> **EXTRACTED INFORMATION**:
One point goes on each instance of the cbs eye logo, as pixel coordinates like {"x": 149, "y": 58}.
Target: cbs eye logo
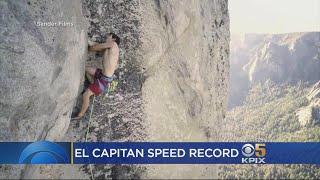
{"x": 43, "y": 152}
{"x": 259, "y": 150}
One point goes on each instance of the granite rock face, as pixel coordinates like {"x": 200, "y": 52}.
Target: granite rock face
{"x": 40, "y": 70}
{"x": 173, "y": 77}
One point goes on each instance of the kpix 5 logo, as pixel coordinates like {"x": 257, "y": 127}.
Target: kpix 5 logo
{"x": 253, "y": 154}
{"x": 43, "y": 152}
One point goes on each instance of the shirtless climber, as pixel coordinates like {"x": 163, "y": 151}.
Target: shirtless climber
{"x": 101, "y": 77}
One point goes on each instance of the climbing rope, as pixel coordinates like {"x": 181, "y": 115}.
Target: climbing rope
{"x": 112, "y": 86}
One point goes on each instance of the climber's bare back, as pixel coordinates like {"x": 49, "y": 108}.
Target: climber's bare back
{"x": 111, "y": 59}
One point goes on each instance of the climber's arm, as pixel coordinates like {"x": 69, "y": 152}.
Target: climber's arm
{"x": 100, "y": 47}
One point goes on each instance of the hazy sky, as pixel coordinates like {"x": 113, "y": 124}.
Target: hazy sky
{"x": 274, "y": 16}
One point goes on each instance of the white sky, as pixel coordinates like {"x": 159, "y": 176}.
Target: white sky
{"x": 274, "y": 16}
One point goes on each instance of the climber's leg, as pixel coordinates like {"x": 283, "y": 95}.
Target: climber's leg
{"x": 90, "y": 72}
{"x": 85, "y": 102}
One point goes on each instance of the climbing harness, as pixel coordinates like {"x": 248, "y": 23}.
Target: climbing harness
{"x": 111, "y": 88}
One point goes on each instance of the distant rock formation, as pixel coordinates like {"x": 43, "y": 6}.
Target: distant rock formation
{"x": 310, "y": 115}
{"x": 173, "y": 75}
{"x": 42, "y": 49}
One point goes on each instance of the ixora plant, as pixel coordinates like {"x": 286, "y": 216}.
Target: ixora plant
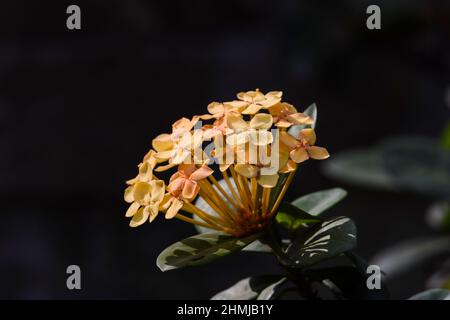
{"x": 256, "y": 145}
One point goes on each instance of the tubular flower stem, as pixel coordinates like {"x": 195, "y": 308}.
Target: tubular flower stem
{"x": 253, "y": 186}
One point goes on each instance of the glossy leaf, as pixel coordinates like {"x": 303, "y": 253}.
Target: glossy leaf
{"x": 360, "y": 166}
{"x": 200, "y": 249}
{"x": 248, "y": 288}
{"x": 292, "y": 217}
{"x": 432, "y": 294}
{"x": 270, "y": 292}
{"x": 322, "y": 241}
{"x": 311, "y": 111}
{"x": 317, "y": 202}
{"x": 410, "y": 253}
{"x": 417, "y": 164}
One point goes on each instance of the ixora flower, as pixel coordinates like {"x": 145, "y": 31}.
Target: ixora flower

> **TASK TO CARRY OUT**: Reproduce all of the data above word for word, but leave out the pictures.

> **CORRECT RESULT**:
One point goes on each instance of the cbs eye logo, as pixel coordinates like {"x": 149, "y": 58}.
Target: cbs eye logo
{"x": 43, "y": 152}
{"x": 259, "y": 150}
One point goes on each instance of the granite rock face, as pixel coordinates like {"x": 200, "y": 52}.
Target: granite rock face
{"x": 40, "y": 70}
{"x": 173, "y": 77}
One point goes on each instance of the kpix 5 logo, as pixel coordinates like {"x": 257, "y": 127}.
Target: kpix 5 logo
{"x": 253, "y": 154}
{"x": 43, "y": 152}
One point goes on each instance of the shirtless climber, as pixel coordinates like {"x": 163, "y": 151}.
Target: shirtless climber
{"x": 101, "y": 77}
One point goes on each instance of the climbing rope, as pixel coordinates like {"x": 181, "y": 115}.
Target: climbing rope
{"x": 112, "y": 86}
One point goes on each instance of the climber's bare back, as pixel coordinates like {"x": 49, "y": 108}.
Target: climber's bare back
{"x": 111, "y": 59}
One point goes on each instance of the climber's arm, as pixel coordinates like {"x": 69, "y": 152}.
Target: climber's arm
{"x": 100, "y": 47}
One point goes on each instance of the hazy sky, as pixel coordinates like {"x": 113, "y": 124}.
Target: hazy sky
{"x": 274, "y": 16}
One point goes on each instance of the white sky, as pixel coordinates like {"x": 159, "y": 176}.
Target: white sky
{"x": 274, "y": 16}
One point goes on each instance of the climber's leg, as pixel coordinates like {"x": 283, "y": 95}.
Target: climber's leg
{"x": 90, "y": 72}
{"x": 85, "y": 102}
One point goes on each instance of the climbing harness, as pixel coordinates like {"x": 248, "y": 23}.
Target: climbing harness
{"x": 111, "y": 88}
One point goes on each instance of the distant rock formation, as pixel coordinates like {"x": 43, "y": 6}.
Target: distant rock formation
{"x": 310, "y": 115}
{"x": 173, "y": 75}
{"x": 42, "y": 49}
One point goes on each instance of the ixora plant, as pixel coordinates like {"x": 286, "y": 216}.
Target: ixora plant
{"x": 256, "y": 145}
One point goes on each instance of the tubular flower stem, as pixel coordinates like {"x": 195, "y": 308}.
Target: tubular flower stem
{"x": 253, "y": 186}
One point goes on each instance of the glossy leaf, as pixel coordinates like {"x": 303, "y": 253}.
Target: glossy leaf
{"x": 360, "y": 166}
{"x": 200, "y": 249}
{"x": 248, "y": 288}
{"x": 292, "y": 217}
{"x": 432, "y": 294}
{"x": 270, "y": 292}
{"x": 322, "y": 241}
{"x": 311, "y": 111}
{"x": 317, "y": 202}
{"x": 410, "y": 253}
{"x": 417, "y": 164}
One point goes on each instance of the ixora flower, as pixel coordinates like {"x": 145, "y": 31}.
Target: ixora flower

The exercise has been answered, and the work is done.